## START

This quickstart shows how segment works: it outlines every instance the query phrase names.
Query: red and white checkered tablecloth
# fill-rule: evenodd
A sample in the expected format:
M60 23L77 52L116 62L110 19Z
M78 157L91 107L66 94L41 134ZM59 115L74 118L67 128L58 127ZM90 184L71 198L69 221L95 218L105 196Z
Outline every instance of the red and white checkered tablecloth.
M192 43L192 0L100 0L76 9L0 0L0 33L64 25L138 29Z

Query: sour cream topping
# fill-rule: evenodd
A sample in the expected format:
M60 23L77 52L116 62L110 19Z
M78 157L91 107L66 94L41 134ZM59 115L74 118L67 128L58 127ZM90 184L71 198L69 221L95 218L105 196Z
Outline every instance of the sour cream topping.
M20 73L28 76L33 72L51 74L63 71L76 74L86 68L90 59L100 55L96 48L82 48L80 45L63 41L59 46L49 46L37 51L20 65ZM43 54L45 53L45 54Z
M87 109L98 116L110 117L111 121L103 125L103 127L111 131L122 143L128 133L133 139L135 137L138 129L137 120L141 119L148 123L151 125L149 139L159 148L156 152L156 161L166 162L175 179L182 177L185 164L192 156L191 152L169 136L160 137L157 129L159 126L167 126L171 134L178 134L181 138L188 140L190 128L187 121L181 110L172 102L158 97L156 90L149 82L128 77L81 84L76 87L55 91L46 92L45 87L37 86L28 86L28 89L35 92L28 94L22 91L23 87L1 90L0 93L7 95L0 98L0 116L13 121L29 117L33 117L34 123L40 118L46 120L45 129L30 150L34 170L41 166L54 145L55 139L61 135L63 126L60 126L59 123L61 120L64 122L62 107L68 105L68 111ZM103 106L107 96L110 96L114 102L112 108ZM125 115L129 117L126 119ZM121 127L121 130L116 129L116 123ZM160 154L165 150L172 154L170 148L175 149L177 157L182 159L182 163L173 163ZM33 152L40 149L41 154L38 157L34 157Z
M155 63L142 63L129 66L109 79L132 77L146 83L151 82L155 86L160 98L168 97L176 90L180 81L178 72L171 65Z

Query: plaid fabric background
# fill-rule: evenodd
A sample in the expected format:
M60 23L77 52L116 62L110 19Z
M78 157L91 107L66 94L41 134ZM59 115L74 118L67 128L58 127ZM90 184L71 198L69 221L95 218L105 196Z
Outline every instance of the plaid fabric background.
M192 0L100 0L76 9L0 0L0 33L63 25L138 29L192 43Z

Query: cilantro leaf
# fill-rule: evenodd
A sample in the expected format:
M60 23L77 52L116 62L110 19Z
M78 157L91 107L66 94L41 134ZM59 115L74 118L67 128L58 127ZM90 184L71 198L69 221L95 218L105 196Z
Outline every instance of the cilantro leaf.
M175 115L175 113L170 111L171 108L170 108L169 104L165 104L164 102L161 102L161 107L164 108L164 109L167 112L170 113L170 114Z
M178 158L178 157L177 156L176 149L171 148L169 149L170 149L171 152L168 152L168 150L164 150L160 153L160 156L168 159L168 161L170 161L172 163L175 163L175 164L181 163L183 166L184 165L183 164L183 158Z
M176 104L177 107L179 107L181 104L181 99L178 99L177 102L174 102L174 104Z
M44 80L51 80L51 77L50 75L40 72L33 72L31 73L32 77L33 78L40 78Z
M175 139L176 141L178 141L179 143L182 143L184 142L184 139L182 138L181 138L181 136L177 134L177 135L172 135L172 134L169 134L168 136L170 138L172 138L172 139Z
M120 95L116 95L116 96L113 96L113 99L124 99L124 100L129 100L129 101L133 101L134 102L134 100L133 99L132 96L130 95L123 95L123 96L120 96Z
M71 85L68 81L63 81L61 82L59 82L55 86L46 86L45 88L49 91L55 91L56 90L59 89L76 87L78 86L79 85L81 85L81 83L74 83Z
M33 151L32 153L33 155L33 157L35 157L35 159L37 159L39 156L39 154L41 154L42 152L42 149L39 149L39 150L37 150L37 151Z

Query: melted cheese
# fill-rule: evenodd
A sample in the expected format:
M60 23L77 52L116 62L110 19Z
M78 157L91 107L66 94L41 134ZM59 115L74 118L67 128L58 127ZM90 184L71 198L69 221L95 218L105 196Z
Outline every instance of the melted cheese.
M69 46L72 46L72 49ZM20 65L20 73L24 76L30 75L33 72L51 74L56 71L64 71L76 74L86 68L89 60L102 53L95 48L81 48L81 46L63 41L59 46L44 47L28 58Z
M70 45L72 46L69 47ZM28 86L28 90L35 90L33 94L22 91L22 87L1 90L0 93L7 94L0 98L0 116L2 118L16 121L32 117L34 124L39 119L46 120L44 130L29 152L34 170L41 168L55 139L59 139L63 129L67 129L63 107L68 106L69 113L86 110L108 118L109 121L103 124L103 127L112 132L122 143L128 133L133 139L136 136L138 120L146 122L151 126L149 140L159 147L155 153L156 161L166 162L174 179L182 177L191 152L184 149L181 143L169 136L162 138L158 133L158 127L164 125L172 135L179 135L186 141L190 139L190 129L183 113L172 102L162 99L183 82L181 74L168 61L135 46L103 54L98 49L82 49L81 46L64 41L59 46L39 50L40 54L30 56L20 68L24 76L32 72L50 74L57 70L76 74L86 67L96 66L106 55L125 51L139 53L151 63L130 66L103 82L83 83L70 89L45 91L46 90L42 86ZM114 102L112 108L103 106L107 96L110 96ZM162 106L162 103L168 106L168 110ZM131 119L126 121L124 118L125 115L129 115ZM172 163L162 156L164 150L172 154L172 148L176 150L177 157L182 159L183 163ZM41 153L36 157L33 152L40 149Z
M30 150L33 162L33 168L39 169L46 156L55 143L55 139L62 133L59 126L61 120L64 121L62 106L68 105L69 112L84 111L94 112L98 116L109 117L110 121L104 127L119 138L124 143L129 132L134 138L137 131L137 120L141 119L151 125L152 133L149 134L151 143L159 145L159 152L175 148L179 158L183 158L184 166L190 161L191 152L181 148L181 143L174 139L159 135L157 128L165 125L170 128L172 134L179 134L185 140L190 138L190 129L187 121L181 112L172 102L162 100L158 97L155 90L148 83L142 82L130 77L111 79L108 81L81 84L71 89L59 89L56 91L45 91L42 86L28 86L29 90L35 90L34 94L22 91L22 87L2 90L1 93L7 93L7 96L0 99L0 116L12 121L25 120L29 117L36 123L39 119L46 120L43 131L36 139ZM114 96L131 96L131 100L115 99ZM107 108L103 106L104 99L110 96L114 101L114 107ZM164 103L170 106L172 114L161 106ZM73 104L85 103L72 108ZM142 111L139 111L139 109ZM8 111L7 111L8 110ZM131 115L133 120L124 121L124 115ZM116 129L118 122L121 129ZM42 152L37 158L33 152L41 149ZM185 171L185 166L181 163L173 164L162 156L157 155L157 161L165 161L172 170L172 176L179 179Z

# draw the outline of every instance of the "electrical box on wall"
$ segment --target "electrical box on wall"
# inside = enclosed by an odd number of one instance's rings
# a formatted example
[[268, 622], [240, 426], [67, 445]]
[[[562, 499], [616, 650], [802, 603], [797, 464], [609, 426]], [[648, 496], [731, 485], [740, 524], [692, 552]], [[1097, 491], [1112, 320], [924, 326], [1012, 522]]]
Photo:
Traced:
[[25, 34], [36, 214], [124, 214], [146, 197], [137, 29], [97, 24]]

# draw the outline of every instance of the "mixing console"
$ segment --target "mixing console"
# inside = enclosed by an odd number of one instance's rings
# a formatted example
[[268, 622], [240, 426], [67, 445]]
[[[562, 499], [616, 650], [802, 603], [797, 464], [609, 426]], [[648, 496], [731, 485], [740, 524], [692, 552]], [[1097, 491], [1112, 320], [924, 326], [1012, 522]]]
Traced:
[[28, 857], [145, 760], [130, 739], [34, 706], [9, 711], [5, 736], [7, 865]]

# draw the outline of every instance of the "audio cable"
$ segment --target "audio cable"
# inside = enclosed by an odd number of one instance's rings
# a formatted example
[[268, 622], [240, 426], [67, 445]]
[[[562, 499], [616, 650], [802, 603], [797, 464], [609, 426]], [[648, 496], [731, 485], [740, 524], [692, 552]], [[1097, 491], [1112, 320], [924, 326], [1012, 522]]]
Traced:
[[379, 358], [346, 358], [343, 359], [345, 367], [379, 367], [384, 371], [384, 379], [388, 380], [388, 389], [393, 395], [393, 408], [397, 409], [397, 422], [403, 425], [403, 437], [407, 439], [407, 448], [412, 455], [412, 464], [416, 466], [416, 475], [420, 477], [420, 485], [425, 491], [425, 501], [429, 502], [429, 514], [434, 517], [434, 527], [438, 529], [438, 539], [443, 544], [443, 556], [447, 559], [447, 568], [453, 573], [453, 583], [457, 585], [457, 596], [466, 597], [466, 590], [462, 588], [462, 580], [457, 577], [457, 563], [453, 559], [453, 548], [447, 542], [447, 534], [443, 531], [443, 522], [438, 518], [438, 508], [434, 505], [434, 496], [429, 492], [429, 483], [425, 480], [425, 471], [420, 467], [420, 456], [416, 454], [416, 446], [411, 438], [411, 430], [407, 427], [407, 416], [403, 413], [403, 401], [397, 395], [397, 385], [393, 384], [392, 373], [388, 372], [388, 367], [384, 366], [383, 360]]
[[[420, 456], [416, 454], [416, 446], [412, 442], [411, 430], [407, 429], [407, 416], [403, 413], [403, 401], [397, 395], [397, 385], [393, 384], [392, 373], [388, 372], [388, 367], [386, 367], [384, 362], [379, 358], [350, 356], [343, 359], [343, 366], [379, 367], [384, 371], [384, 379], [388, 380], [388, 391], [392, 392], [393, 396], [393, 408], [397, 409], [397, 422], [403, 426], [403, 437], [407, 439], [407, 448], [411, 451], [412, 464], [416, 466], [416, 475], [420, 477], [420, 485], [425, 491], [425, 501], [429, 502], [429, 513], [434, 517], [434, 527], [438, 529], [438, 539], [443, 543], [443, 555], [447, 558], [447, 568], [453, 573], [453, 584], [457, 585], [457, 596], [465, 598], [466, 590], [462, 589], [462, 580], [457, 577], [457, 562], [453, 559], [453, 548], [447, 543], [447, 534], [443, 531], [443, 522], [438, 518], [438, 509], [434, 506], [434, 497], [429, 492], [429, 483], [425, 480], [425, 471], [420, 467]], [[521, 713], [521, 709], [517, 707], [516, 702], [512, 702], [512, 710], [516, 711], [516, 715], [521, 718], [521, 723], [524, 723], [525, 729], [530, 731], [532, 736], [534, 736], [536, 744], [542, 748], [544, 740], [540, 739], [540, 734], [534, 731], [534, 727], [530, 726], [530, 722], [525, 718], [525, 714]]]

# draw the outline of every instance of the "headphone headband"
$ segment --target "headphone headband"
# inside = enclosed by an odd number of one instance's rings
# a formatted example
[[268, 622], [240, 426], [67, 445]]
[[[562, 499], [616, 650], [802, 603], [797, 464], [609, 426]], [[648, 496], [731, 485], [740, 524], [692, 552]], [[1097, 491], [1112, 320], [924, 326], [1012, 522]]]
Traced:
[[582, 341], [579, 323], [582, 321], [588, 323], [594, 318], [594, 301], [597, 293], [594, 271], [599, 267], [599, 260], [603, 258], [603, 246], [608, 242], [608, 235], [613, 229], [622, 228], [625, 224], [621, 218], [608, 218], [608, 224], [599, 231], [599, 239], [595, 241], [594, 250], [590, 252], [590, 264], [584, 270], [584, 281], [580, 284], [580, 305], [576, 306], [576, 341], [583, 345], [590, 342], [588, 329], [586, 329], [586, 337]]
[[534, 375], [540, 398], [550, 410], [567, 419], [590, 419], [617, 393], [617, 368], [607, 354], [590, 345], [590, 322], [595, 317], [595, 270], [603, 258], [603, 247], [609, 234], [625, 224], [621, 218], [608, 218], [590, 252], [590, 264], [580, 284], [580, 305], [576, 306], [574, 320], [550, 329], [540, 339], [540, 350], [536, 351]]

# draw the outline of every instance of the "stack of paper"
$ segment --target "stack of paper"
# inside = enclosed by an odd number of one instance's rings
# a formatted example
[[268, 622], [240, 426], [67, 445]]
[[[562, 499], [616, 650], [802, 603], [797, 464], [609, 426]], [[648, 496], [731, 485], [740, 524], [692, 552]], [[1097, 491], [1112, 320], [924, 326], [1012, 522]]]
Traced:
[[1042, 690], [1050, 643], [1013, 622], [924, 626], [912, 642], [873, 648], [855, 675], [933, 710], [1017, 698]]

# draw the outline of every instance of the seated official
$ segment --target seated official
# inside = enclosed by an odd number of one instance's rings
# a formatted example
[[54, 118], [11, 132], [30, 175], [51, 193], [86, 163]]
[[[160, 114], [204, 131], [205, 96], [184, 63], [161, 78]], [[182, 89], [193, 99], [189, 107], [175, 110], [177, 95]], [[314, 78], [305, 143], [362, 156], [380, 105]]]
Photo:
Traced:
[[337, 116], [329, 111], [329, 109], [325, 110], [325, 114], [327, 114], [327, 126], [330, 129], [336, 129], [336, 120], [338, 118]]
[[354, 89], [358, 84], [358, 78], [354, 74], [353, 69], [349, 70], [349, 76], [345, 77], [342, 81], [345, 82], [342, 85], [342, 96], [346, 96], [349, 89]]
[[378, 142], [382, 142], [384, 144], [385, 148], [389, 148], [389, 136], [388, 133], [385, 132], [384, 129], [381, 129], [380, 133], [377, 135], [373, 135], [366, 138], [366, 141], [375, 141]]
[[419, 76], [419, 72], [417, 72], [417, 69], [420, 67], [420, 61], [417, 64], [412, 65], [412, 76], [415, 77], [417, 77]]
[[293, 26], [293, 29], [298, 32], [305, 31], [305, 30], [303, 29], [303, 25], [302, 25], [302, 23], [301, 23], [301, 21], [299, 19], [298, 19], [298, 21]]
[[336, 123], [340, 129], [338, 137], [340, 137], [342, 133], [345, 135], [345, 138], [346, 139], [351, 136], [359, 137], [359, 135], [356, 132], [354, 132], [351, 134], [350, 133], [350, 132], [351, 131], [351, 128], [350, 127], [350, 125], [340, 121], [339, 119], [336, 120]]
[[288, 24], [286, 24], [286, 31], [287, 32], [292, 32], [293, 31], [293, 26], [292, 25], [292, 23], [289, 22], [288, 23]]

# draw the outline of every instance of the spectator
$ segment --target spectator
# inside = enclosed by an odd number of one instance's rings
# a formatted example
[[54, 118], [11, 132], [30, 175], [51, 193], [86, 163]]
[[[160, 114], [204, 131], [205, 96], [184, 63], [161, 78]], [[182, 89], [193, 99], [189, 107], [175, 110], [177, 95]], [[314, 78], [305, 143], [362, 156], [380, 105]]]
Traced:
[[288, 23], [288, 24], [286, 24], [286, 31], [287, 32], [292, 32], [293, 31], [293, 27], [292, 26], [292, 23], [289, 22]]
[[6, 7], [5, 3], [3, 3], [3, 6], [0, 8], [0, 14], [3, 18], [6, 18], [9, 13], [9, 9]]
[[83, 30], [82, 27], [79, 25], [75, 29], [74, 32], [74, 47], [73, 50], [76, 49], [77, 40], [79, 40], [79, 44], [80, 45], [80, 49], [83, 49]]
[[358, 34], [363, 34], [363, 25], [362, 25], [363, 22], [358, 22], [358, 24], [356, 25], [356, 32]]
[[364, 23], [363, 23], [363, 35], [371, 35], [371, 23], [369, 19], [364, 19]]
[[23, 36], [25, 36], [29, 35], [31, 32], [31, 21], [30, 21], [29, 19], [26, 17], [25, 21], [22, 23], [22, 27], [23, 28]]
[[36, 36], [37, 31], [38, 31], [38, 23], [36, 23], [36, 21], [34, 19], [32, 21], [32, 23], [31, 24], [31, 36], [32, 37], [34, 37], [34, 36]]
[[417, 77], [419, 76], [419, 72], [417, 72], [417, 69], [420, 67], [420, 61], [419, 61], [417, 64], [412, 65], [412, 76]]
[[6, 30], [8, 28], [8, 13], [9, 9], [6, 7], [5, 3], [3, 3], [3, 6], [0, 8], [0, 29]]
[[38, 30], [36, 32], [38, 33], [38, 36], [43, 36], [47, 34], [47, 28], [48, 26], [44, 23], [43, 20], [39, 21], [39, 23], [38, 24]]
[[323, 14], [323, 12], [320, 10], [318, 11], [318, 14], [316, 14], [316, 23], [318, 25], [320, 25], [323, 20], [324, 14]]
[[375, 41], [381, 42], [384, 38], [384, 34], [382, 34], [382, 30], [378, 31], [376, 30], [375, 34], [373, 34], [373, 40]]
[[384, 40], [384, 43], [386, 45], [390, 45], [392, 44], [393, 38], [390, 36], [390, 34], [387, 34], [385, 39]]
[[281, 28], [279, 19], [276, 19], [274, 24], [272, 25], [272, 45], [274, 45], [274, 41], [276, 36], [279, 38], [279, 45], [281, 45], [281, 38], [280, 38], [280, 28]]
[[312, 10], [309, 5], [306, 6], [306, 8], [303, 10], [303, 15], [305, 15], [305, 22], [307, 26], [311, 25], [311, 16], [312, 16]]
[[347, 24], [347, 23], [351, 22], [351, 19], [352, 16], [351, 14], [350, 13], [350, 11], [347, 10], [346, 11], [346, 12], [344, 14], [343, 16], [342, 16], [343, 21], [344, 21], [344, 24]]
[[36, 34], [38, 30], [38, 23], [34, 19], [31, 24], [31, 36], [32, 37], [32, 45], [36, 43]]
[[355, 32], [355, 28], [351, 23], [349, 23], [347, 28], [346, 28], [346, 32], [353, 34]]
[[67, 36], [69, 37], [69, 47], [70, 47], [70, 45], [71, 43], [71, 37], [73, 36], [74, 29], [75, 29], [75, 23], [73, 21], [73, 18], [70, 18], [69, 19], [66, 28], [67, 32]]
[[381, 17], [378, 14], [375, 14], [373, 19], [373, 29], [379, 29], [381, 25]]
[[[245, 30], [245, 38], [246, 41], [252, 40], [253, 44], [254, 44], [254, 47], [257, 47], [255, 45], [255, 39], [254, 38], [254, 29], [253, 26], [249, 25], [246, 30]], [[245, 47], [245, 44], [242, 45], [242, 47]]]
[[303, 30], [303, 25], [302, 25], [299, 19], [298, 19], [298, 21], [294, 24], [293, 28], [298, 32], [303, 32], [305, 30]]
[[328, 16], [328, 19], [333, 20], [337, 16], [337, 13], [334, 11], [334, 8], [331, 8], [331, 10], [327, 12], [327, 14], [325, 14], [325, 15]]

## END

:: Stated task ::
Reproduce verbatim the lines between the one containing "Query: plaid fabric background" and the one containing "M192 0L100 0L76", both included.

:: Result below ::
Query: plaid fabric background
# fill-rule: evenodd
A sample in the expected format:
M60 23L77 52L116 62L110 19Z
M78 157L91 107L66 94L41 134ZM59 115L74 118L67 128L58 127ZM90 184L71 198L69 221L95 218L105 196Z
Outline every instance of the plaid fabric background.
M192 0L100 0L76 9L0 0L0 33L63 25L138 29L192 43Z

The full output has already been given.